Segment Start: GIVEN RECORDS

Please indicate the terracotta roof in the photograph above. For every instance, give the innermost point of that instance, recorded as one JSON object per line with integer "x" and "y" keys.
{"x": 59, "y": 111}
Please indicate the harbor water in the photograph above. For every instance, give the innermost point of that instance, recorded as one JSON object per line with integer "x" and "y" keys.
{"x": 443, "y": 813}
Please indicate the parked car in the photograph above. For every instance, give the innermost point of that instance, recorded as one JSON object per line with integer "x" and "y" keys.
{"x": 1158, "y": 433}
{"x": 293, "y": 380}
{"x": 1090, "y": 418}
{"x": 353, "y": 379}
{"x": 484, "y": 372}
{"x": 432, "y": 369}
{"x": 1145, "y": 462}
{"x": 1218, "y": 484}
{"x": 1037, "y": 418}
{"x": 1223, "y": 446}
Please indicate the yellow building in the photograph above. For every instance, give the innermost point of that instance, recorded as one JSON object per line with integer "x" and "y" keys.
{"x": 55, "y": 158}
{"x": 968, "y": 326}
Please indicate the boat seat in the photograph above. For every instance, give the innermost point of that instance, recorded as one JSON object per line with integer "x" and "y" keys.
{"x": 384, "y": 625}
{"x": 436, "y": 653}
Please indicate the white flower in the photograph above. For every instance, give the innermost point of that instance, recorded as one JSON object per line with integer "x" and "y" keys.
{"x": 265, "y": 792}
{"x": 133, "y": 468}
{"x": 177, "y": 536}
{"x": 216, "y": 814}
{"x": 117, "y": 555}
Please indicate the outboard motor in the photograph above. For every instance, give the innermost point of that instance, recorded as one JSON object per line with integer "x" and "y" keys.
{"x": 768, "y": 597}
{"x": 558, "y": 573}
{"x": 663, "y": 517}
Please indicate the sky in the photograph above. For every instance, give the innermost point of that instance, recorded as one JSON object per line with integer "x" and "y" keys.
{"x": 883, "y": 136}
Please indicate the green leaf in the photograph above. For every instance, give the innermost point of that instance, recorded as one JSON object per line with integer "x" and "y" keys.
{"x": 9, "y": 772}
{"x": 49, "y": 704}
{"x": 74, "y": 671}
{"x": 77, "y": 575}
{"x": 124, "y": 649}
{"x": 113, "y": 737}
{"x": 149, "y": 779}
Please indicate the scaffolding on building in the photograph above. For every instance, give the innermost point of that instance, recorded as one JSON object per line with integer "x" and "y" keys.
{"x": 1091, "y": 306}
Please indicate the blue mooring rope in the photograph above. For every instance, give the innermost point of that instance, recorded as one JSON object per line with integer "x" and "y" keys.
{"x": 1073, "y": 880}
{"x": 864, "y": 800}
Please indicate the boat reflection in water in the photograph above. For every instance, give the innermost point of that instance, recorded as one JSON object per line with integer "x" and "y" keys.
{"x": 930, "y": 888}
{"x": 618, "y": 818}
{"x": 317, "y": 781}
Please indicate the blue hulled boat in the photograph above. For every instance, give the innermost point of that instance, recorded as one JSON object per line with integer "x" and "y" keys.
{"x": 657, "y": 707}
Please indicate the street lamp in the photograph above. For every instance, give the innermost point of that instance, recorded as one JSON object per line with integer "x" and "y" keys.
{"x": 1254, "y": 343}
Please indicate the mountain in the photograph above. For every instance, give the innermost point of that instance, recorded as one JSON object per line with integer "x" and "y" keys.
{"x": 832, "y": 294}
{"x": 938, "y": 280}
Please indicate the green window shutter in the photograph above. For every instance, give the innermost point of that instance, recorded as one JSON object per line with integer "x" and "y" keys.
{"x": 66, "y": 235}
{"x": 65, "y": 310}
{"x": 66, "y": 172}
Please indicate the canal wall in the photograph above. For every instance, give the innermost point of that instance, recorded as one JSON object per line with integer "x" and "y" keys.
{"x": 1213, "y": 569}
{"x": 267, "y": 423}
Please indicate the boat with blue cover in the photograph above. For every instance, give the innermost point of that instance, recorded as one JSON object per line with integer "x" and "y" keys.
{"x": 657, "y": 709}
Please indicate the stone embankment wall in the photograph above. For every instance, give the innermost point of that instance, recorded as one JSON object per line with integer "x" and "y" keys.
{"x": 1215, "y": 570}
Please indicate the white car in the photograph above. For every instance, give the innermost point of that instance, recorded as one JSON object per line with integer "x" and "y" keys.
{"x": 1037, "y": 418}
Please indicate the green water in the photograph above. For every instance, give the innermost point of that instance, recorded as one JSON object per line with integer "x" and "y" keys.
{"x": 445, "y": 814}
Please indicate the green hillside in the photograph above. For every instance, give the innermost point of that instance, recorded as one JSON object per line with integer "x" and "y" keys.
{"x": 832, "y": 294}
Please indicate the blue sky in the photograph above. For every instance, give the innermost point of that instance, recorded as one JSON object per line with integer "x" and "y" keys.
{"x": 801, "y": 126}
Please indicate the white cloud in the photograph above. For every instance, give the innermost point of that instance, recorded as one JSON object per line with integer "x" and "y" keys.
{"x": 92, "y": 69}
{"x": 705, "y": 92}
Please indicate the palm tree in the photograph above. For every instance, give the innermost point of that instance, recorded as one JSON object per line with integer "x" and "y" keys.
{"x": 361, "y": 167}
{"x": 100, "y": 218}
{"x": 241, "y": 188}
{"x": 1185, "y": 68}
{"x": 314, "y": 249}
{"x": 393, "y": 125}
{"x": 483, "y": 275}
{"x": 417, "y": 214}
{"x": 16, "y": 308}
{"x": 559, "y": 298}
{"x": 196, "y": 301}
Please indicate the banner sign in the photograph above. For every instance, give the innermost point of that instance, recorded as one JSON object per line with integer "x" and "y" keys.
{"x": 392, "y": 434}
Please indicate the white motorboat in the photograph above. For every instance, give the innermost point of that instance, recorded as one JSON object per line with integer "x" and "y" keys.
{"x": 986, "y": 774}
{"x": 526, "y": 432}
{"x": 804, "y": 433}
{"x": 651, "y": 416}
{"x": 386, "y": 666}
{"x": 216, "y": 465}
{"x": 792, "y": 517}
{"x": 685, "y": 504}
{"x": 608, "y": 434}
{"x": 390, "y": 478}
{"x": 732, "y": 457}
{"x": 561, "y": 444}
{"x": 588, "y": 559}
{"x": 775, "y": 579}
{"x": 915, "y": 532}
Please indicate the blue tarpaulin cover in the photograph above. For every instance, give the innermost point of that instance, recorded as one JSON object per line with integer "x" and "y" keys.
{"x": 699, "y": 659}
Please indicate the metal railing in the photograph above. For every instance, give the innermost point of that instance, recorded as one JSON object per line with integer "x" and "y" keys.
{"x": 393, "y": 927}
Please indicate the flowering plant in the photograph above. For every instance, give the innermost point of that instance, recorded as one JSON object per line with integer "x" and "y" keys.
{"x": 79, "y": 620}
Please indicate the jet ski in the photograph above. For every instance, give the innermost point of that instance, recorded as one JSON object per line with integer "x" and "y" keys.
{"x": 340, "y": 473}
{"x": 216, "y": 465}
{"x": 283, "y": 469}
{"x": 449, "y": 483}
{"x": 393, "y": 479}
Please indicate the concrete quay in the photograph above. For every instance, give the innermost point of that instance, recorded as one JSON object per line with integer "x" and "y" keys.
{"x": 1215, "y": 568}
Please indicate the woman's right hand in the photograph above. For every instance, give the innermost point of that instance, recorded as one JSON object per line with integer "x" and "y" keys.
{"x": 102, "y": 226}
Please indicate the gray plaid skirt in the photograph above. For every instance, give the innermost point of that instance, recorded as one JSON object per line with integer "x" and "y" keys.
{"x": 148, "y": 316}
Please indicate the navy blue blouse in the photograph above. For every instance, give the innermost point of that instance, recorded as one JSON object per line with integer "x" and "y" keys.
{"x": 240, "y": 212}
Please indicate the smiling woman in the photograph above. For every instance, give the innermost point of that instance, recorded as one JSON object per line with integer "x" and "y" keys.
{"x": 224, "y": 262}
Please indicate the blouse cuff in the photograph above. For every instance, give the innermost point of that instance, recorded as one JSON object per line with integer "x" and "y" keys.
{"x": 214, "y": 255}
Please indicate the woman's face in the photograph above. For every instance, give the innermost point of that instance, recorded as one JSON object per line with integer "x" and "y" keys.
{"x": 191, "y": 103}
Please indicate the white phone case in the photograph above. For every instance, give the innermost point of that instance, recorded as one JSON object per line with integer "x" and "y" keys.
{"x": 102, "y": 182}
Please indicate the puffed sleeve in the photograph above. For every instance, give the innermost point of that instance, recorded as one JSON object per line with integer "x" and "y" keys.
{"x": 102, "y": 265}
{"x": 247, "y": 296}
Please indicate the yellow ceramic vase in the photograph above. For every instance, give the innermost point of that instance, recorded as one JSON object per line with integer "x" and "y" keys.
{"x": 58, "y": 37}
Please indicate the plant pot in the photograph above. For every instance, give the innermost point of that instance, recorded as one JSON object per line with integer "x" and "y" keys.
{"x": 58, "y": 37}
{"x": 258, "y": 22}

Segment End: GIVEN RECORDS

Write out the lines above, starting at the line that contains "Please indicate the plant" and ending with the final line, and nothing else; copy them exactly.

Please indicate the plant pot in the photograph above. For every instance, give the innermost point of that instance, recorded as one JSON object per line with integer "x" and "y" keys.
{"x": 58, "y": 37}
{"x": 258, "y": 22}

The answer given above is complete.